[Set of tasks]
a) Name each of the aspects of a role given in the passage on group structure.
b) Reproduce the passage on group structure word for word, from "Any number of dimensions" down to "status) and roles.".
## Start Extract to read
When people begin to interact, individual differences appear. Some people talk more than others, some seem better able to lead, others seem to have more knowledge than the average group member. These differences, which produce inequalities among people along a variety of dimensions, are the basis for the formation of group structure. As differences become apparent, relationships are established among the various parts of the group; those relationships that become stable are referred to as group structure. The formation of group structure is one of the basic aspects of group development.

Three major factors influence group structure: (1) the requirements for efficient group performance, or for attaining the goals of the group; (2) the abilities and, motivations of group members; and (3) the physical and social environments of groups. Groups form for any number of purposes, some to solve problems, as did the Eclipse Group, others for social reasons. Regardless of why they form, their members usually take their goals seriously; and the structures they invent are predetermined by those goals. Structure is also influenced by the characteristics of the groups' members; for instance, individuals who like to dominate others may try to establish a centralized power structure with themselves at the center. People who appear knowledgeable may emerge as task leaders. Physical, cultural, and organizational climates directly affect group structuring and provide the opportunity for numerous other variables to influence it, too.
Any number of dimensions can be used to establish group structure. Here we focus on only two sets of group structural variables: position (or status) and roles.

Position and Status

A person's position in a group is his place in the social system. It identifies his relative standing with regard to such dimensions as leadership, power, and knowledge. Status is the evaluation of that position by others. It is the rank or prestige which defines the position. Ascribed status is attributed to people through no action of their own, because of such factors as birth, sex, or age. Achieved status is based on individual accomplishment and includes such factors as education, work experience, and abilities.

Status contributes to a number of group processes and behaviors. For instance, high-status people both receive and initiate more communication than do low-status people and send more positive and more task-relevant messages. The high-status person is in a culturally valued position in the group. Once a person gains status in the group, she builds up idiosyncracy credits, or a bank account of credits that allows her to deviate without reprisal later on. These credits can be used to lead the group in a new direction. Status often, but not always, protects a person from severe sanctions for unacceptable behavior. For example, a study of destructive obedience in the military (in which an officer carries out orders from a superior with disastrous consequences) found that the superior officer who gave the orders was held more responsible for the outcome than his subordinate.


Each position in a group structure has associated with it a role, which is the set of behaviors expected of the occupant of the position. The boss is expected to do certain things that are not expected of the custodian. The reverse is also true. Roles have three aspects. The expected role is what is expected of a person in a particular position. The perceived role is the set of behaviors the occupant of the position believes he should engage in. The enacted role is the set of behaviors the occupant actually carries out.
The role a person chooses to enact is, at least in part, a function of the impression he wants to make on other people. Roles exert important influences on the perceptions and evaluations of individuals made by other group members. Because role expectations specify the kinds of behaviors the occupant is expected to display, roles often bias perceptions about the role occupant. For example, students generally expect their professors to be smart and may assume that an English professor who makes a statement about the United States economy is right, even though economics is not his field of expertise.
## End Extract to read
## Start Data section
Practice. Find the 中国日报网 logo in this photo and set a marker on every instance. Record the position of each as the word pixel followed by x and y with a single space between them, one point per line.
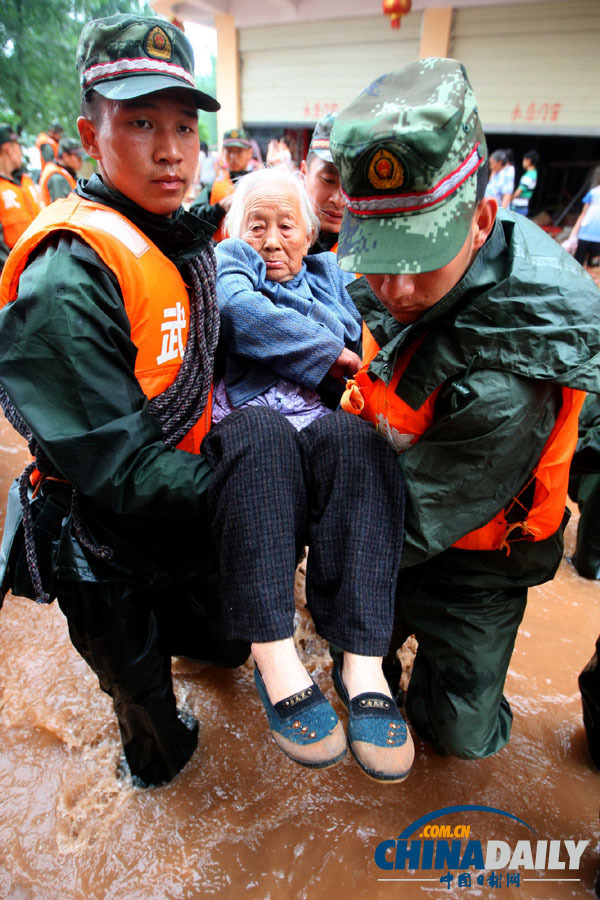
## End Data section
[Answers given]
a) Expected role, perceived role, enacted role

b)
Any number of dimensions can be used to establish group structure. Here we focus on only two sets of group structural variables: position (or status) and roles.